MATERIAL FOR THIS EXERCISE —
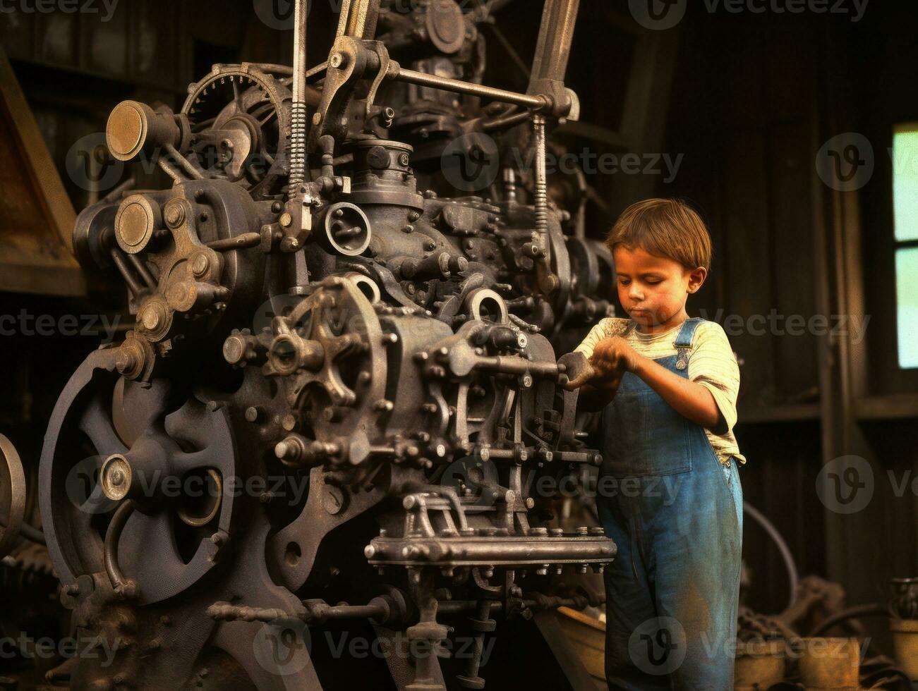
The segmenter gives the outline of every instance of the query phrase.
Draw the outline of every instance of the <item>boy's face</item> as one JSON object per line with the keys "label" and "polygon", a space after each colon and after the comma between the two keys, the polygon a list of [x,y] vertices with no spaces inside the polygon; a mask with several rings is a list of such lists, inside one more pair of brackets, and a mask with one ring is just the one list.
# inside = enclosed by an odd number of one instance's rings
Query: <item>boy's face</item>
{"label": "boy's face", "polygon": [[640,247],[619,245],[613,256],[619,301],[644,333],[665,331],[684,321],[688,295],[698,292],[708,275],[701,267],[686,269]]}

OBJECTIVE — Reproduce the records above line for line, without changing any character, and leave the pictures out.

EXERCISE RESULT —
The segmenter gives the outline of every instance of the query phrase.
Draw the outline of every instance of the <item>boy's face</item> as one JSON object per line with the keys "label" and "polygon", a space after each colon and after the comma between the two keys, the polygon a list of [x,y] vertices with no spaces inside the polygon; a mask with several rings is a list of such lists, inside one more pair of brackets, and a mask with one ring is just the one list.
# inside = enclosed by an odd number of one instance's rings
Query: <item>boy's face</item>
{"label": "boy's face", "polygon": [[640,247],[619,245],[613,256],[619,301],[644,333],[665,331],[684,321],[688,295],[698,292],[708,275],[701,267],[686,269]]}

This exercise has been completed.